— Begin ITEMS —

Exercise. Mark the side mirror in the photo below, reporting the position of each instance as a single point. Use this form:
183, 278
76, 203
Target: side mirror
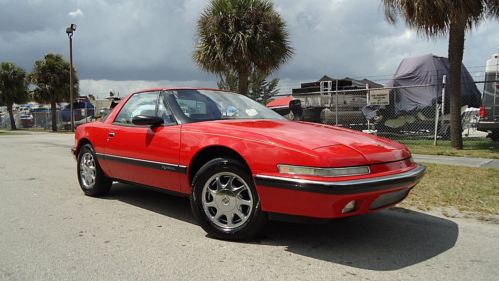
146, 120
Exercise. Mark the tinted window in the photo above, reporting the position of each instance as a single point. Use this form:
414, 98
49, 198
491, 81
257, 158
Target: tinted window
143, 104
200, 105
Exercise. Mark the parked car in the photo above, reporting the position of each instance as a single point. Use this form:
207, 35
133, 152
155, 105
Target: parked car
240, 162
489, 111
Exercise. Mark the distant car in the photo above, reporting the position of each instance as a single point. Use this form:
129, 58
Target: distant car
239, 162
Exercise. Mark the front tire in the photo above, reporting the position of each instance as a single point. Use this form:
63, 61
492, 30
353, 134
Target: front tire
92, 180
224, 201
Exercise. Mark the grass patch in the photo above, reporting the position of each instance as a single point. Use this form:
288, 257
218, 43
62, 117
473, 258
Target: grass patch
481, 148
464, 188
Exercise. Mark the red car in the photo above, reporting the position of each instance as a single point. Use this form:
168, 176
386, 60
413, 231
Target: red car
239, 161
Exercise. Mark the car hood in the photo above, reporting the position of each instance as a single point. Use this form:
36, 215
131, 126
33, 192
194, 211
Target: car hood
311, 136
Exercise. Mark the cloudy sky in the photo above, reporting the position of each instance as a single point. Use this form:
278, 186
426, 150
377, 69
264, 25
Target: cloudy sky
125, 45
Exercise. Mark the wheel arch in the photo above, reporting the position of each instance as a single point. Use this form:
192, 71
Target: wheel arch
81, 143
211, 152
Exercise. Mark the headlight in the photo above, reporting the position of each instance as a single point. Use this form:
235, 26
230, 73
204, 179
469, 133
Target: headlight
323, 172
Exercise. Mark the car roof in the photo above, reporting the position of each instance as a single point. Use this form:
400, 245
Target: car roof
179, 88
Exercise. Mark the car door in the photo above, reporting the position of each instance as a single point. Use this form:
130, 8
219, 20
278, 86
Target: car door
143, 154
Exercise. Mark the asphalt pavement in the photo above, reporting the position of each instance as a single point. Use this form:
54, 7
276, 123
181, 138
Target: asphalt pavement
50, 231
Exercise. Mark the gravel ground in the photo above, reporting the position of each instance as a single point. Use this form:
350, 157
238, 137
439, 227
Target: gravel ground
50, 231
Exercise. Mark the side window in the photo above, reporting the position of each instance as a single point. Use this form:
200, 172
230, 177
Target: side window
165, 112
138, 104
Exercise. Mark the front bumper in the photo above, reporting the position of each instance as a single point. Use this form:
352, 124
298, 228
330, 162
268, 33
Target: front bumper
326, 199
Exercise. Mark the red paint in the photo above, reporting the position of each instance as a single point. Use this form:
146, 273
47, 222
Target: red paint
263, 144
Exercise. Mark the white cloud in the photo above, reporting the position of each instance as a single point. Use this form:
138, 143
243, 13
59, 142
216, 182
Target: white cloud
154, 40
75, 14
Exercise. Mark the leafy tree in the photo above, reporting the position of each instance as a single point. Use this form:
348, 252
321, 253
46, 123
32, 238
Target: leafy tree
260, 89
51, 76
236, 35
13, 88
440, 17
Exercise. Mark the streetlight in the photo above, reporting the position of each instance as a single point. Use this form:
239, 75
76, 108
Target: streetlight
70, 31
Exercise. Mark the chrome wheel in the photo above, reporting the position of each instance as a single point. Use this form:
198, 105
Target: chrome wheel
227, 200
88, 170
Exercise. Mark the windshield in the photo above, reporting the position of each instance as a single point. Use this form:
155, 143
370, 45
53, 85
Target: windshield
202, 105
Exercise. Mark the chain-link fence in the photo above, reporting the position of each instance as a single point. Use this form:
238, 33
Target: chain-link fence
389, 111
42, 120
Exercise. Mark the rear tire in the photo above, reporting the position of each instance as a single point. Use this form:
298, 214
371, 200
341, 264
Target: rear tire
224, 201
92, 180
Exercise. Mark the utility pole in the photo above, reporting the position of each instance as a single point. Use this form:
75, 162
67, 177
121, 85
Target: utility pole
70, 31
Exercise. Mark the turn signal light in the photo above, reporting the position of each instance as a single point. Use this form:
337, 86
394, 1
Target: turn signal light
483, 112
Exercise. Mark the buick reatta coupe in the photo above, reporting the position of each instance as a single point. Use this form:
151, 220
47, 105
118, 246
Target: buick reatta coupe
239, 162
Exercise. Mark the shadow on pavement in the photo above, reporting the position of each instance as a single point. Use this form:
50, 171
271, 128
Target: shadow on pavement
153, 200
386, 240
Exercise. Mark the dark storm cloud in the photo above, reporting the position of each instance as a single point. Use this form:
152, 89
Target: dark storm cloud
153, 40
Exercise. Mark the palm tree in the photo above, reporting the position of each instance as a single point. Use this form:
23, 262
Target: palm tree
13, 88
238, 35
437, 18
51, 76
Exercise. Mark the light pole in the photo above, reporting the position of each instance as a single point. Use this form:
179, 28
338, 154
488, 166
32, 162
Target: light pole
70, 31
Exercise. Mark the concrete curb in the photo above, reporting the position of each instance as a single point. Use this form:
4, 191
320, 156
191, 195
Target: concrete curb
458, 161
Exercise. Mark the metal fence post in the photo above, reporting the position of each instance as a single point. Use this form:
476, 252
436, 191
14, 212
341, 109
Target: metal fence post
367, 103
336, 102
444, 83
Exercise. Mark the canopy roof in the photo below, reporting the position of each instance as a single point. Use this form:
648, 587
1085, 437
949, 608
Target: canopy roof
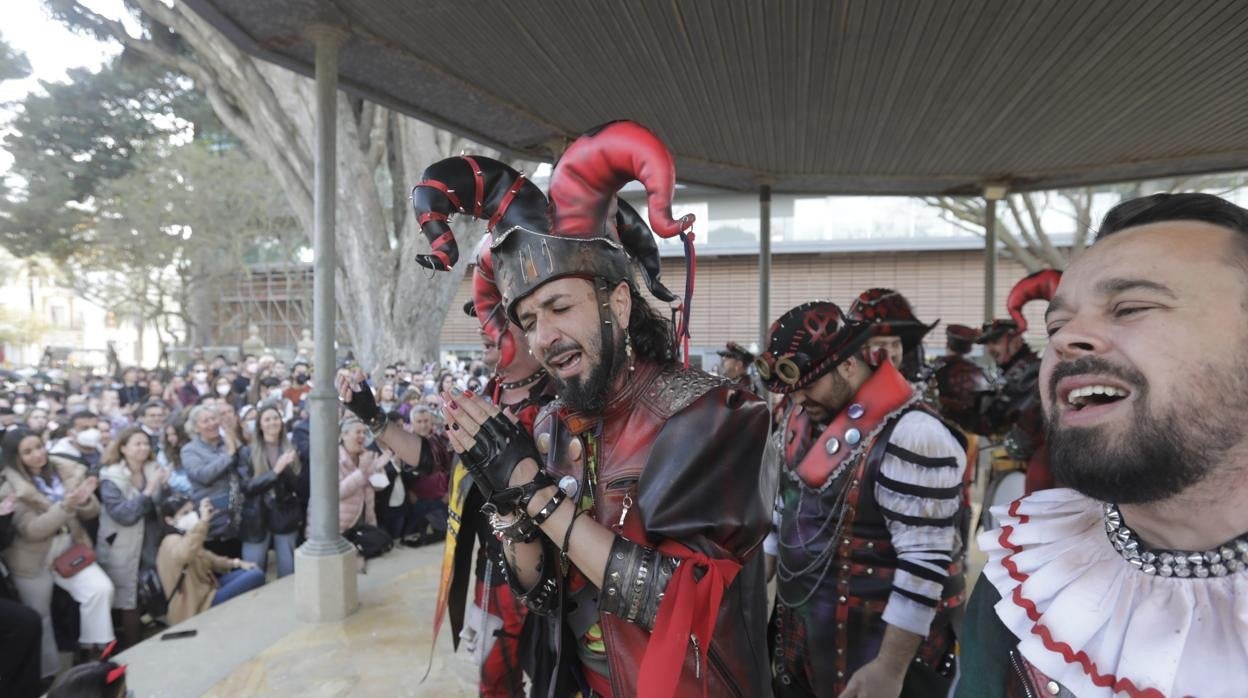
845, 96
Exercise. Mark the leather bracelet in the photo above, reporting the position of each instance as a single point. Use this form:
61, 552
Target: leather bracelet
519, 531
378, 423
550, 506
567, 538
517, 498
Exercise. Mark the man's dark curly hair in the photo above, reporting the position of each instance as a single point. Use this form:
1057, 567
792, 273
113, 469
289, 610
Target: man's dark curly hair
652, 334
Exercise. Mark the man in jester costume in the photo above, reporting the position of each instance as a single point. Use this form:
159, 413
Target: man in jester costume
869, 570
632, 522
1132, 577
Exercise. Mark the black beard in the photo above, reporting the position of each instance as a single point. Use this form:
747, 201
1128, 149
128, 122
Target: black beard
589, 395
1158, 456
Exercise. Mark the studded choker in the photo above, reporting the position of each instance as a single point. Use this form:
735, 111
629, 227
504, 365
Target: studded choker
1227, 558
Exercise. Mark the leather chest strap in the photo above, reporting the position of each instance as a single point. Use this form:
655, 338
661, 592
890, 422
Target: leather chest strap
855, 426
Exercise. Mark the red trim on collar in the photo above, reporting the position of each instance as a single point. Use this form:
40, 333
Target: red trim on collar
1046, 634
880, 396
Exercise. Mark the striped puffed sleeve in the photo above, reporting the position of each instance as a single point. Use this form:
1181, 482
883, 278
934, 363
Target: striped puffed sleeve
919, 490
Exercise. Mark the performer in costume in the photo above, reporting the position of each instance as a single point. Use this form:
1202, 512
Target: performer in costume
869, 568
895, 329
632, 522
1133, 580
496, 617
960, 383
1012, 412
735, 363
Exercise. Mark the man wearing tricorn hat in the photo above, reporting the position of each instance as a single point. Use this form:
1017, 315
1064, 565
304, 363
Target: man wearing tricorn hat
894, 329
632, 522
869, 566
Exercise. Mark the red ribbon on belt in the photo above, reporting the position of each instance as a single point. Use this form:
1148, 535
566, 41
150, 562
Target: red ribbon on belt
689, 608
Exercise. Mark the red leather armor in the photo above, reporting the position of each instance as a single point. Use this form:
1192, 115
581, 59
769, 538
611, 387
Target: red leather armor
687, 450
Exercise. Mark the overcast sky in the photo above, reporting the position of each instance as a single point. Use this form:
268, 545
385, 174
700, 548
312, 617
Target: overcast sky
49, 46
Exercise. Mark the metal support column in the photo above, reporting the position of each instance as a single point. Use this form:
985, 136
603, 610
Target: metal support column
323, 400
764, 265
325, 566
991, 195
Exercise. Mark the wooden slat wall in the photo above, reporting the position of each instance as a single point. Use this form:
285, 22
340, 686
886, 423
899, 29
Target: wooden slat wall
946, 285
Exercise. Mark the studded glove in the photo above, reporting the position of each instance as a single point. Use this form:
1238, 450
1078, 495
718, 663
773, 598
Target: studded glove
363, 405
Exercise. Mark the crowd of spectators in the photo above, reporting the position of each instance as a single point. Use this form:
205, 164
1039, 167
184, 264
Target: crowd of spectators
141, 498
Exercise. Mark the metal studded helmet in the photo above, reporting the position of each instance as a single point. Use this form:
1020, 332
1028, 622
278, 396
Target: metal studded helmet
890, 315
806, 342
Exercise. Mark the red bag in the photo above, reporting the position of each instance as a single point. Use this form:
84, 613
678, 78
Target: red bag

— End ITEMS —

_DIRECTIVE:_
Render the items as a JSON list of strings, one string per line and no blank lines, starting at the line that contains "Exercise. Mark the metal studded" and ending with the last line of the items.

_RESPONSE:_
[
  "Exercise. Mark the metal studded helmet in the photo above, reporting the position of each instance as a single point. Use this form:",
  "1020, 332",
  "1028, 622",
  "278, 396",
  "Target: metal studded helmet",
  "890, 315",
  "806, 342",
  "Exercise. Mark the red bag in the photo above, reporting the position of each instance as a single point. Use this form:",
  "84, 613",
  "678, 78",
  "Target: red bag"
]